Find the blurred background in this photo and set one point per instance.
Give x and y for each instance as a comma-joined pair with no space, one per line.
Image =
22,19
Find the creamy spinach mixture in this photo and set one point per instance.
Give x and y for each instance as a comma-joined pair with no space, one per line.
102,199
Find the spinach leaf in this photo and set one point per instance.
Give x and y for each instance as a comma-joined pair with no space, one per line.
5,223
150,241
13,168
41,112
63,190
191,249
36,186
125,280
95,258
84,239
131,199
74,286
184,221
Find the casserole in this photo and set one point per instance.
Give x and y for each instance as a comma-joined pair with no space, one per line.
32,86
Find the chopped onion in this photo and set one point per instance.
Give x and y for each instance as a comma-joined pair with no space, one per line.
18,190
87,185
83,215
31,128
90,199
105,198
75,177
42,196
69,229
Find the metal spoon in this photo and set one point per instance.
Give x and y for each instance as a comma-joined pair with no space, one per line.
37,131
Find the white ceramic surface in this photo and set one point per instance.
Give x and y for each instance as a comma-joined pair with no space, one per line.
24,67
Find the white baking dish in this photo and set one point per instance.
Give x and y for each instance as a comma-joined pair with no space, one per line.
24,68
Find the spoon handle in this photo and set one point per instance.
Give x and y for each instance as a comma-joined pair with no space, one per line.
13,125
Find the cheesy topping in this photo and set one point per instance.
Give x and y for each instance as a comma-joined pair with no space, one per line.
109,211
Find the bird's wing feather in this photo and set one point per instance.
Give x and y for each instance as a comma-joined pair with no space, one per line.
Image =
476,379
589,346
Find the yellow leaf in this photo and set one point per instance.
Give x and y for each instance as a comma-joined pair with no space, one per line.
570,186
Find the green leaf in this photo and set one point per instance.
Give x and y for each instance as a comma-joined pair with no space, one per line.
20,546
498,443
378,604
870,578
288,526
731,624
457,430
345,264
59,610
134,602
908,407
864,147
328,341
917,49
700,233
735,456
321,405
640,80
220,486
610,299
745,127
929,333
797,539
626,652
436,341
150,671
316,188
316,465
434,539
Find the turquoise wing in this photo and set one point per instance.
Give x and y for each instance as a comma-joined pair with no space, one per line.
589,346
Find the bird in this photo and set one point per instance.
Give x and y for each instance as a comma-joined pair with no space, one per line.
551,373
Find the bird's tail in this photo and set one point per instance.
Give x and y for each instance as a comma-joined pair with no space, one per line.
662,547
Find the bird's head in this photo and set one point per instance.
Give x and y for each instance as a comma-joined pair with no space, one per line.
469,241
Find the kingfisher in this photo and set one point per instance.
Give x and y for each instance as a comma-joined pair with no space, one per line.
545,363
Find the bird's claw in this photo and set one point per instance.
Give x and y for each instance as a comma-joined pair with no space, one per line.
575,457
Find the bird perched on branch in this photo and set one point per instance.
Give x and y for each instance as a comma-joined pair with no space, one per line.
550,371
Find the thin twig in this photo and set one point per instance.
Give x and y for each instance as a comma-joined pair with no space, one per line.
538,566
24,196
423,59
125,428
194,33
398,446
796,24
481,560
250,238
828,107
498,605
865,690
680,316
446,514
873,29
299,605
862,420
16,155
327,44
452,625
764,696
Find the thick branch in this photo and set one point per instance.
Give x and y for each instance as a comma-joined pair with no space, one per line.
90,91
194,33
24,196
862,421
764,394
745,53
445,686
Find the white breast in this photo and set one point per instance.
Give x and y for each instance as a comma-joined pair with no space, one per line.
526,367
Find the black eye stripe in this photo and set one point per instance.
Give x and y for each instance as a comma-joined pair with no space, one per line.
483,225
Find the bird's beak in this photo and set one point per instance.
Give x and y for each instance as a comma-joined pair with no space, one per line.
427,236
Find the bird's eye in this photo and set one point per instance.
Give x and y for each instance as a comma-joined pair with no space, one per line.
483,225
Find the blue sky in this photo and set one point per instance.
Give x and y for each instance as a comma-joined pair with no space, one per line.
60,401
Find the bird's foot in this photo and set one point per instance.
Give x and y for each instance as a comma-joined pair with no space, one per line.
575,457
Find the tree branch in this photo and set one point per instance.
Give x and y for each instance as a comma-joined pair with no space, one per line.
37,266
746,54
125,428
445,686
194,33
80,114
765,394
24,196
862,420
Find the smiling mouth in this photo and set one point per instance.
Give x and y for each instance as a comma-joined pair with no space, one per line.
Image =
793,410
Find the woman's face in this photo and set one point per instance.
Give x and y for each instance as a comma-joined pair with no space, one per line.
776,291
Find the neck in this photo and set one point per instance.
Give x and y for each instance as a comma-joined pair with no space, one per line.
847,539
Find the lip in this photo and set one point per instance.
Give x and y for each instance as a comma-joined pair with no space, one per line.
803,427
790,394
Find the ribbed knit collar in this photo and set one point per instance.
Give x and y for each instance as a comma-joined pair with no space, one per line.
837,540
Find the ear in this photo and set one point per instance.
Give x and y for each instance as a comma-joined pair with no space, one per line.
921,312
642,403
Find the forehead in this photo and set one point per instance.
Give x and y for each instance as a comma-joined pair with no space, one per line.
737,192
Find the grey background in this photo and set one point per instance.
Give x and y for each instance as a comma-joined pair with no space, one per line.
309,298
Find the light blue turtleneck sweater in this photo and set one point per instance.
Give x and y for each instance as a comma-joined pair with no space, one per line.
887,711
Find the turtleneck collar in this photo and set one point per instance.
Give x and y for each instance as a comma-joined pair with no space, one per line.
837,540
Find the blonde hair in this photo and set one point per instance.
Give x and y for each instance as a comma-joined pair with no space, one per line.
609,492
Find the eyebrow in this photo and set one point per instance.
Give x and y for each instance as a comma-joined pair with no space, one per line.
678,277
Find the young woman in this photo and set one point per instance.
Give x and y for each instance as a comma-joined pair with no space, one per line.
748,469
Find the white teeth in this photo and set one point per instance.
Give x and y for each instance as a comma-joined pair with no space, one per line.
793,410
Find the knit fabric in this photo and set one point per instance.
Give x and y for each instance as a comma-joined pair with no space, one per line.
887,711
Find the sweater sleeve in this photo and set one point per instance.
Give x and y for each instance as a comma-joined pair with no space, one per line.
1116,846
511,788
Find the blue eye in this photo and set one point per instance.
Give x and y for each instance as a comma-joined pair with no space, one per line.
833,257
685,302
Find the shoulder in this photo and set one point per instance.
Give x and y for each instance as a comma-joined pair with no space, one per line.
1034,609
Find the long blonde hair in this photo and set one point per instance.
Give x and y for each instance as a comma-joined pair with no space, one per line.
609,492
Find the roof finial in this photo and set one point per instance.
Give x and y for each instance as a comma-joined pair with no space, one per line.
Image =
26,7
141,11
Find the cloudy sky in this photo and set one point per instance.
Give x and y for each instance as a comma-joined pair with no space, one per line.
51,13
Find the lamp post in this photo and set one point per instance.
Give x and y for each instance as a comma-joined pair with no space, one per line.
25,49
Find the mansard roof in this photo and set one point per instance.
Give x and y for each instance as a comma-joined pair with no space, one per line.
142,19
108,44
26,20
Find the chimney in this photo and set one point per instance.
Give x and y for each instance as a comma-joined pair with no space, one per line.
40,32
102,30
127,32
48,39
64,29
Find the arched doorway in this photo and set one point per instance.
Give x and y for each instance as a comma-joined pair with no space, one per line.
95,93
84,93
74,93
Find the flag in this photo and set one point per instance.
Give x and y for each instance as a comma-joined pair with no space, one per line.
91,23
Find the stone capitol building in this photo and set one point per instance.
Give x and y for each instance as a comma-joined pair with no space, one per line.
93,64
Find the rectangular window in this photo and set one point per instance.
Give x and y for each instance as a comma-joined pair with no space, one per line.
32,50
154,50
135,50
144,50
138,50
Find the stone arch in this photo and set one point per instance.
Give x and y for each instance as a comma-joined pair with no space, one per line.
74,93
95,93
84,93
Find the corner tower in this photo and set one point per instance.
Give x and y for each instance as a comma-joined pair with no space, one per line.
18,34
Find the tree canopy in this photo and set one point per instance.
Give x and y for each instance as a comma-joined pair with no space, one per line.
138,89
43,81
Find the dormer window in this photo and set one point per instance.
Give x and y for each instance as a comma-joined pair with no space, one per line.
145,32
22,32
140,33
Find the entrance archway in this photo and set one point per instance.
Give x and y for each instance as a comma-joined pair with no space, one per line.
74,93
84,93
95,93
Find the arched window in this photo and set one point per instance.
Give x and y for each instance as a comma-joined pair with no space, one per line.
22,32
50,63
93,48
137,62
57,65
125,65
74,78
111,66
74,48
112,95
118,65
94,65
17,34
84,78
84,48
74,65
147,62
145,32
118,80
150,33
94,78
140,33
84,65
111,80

+---+

Can you retype, unchanged, every line from the one containing "Find the arched window" through the end of the items?

> _Answer to the task_
Find the arched window in this photo and set one point per instance.
Give x and y for each instance as a comma-joined pair with no space, one per line.
22,32
50,63
93,48
137,62
57,65
125,65
74,78
111,66
74,48
112,95
118,65
94,65
17,34
84,78
84,48
74,65
147,62
145,32
118,80
150,33
94,78
140,33
84,65
111,80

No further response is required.